Superb point! Much of the world watched this campaign with a lot more interest than would have seemed apparent, at the time. It is easy to see how the free world benefited from Mrs Thatcher deciding that cowardly appeasement was not the approach to take in this situation.

It might also be argued that the stand taken by Pres Reagan in the air traffic controllers strike, convinced the Iranians, and the Russians, that this guy might just be nuts enough to cause us to behave differently.


----------



## pendennis (Oct 6, 2005)

Karl89 said:


> Gents,
> Certainly not of the importance of Midway but the Falklands is perhaps the only serious Naval engagement in the modern era. The Brits lost 6 or 7 ships and another sinking might have cost them the war and Thatcher the election in 1983. Its ironic to think that the course of European history might have been changed (a Neil Kinnock government in 1983 probably would not have backed the deployoment of the Pershings in Europe and the CDU government of Kohl would have fallen, easing the pressure (pressure which led to Gorbachev and perestroika) on the Soviet Bloc had Argentina been able to hold out a bit longer. History is full of these near misses and miniscule events can often dramatically alter history.
> Karl


Karl, agreed. I would like to point out that Britain's losses would have certainly been less had they adopted, and paid for, a better protection system for their ships. The lack of a real aircraft carrier, and the use of the Harrier jets certainly opened their fleet up to very serious damage. The Harriers were just no match for the Mirage jets of the Argentinians. Evidently, Britain didn't remember enough from WWII.


----------



## gmac (Aug 13, 2005)

pendennis said:


> The lack of a real aircraft carrier, and the use of the Harrier jets certainly opened their fleet up to very serious damage. The Harriers were just no match for the Mirage jets of the Argentinians. Evidently, Britain didn't remember enough from WWII.


Garbage.

Not a single Harrier was lost in air to air combat during the Falklands war.

Thatcher was a fool and the tragedy of the Falklands is that it condemned us to another 8 years of her lunacy. Good riddance to bad rubbish.


----------



## malinda (Aug 25, 2002)

gmac said:


> Garbage.
> 
> Not a single Harrier was lost in air to air combat during the Falklands war.
> 
> Thatcher was a fool and the tragedy of the Falklands is that it condemned us to another 8 years of her lunacy. Good riddance to bad rubbish.


What did I say about not tolerating this forum reading like the comments section of a third-rate political blog? There are many ways to make this argument, such as it is, without writing like an offensive ass.


----------



## Garfield (Jan 29, 2006)

Another, newer book on Midway, is "Shattered Sword". It just came out, and offers a different view on what happened at Midway (basically Fuchida's story might not be totally accurate). 

I have not read it yet, (it's on the way to me now), but has gotten good reviews from some other people that have read it.


----------



## gmac (Aug 13, 2005)

Exercise tasks:
[1] What is the Spanish translation of this sentence from the Falklands thread: "Not a single Harrier was lost in air to air combat during the Falklands war."?
[2] Which distinct usernames appear in the heading lines of the Falklands thread, and what date is shown beside each?
The items after the Falklands thread are separate material, unconnected to it.

(Dataset rows)
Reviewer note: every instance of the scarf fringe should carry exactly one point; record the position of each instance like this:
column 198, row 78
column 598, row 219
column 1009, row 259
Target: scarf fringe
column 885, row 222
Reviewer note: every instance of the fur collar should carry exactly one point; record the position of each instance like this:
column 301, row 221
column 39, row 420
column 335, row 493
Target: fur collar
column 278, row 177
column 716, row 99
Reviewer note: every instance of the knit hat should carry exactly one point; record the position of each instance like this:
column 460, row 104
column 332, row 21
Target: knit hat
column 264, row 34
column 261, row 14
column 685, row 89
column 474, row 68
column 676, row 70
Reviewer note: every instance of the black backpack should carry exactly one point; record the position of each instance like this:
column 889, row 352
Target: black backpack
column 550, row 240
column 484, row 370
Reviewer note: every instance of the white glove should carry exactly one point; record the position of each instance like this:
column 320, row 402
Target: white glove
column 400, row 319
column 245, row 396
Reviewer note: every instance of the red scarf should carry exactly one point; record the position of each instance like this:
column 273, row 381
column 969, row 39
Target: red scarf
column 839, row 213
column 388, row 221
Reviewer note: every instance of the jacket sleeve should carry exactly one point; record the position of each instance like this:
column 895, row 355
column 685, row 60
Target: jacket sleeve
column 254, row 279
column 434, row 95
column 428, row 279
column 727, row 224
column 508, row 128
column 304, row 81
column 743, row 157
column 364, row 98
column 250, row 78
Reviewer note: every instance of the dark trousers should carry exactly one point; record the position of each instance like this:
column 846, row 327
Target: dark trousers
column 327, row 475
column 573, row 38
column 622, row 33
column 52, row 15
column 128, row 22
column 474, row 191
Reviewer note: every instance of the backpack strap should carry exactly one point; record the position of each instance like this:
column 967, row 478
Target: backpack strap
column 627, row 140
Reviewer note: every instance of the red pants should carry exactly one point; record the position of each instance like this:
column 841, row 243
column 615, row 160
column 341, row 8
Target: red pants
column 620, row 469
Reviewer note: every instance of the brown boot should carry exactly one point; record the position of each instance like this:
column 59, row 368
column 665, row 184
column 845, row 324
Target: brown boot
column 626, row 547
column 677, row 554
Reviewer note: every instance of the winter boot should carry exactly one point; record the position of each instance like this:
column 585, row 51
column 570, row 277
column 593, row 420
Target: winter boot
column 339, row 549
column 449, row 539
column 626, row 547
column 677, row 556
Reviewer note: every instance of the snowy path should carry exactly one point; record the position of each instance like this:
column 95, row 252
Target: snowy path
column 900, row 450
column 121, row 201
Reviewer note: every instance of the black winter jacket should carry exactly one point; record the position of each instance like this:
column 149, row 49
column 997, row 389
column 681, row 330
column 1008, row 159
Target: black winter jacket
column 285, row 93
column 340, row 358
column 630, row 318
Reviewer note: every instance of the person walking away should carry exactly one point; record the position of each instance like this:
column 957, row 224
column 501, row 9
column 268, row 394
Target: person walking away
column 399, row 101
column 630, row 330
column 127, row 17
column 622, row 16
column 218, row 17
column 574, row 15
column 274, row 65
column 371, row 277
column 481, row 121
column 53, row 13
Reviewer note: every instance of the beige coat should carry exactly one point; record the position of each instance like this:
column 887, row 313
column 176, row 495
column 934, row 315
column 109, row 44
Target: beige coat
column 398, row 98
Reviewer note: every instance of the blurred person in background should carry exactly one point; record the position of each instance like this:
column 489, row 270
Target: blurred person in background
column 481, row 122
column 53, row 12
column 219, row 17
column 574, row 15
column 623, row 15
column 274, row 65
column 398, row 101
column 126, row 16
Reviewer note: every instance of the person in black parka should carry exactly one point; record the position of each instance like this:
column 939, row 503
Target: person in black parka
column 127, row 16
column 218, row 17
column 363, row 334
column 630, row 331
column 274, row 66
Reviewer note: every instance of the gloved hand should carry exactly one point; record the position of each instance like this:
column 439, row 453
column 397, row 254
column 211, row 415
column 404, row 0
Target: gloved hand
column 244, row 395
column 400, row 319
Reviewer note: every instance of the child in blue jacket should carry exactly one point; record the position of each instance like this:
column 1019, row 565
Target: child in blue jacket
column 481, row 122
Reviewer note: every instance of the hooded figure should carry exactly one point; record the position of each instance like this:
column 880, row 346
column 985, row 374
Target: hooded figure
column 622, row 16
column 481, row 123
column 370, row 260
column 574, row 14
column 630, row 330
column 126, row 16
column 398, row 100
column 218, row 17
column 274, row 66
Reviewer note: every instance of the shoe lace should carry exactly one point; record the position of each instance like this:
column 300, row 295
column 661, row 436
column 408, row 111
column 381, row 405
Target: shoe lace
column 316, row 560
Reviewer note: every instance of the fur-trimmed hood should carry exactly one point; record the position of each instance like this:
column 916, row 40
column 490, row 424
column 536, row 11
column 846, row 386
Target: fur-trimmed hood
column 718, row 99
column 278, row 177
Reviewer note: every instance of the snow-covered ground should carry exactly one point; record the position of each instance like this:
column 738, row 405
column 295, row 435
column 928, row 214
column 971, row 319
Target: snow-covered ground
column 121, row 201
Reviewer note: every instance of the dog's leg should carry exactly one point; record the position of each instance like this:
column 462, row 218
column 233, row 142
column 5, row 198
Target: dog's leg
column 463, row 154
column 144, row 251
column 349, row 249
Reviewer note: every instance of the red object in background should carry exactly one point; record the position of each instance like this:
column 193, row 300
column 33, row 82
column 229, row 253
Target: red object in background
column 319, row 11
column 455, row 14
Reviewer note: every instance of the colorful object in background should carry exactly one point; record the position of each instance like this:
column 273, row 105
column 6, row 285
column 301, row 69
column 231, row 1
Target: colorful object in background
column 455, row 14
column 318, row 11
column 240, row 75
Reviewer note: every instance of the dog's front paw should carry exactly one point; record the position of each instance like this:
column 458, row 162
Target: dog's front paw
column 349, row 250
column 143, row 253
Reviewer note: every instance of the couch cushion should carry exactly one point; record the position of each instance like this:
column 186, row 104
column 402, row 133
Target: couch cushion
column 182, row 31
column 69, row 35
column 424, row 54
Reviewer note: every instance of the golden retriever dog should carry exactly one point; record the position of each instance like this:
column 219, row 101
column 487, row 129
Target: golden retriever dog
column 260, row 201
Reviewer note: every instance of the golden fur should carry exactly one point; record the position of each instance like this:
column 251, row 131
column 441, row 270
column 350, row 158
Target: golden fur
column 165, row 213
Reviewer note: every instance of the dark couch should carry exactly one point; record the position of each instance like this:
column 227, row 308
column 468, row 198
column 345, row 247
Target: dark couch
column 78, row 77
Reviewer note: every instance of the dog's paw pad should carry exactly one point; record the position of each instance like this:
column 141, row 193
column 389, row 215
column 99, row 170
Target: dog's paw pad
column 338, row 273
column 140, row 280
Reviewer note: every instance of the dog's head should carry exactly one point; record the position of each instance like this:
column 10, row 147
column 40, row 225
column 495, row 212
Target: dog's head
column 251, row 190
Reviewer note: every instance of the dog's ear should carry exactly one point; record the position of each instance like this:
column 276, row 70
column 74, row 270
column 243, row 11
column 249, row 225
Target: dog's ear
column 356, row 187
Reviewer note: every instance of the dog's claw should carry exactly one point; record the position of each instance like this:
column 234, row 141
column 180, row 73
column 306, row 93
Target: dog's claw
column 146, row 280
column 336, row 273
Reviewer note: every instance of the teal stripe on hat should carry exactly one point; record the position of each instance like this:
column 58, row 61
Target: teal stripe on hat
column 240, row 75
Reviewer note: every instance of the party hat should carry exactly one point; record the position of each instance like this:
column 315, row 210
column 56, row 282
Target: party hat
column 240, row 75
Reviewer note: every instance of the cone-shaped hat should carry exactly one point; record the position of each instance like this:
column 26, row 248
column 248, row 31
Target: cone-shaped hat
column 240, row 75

Completed exercise:
[1] Ni un solo Harrier se perdió en combate aire-aire durante la guerra de las Malvinas.

[2]
- pendennis: Oct 6, 2005
- gmac: Aug 13, 2005
- malinda: Aug 25, 2002
- Garfield: Jan 29, 2006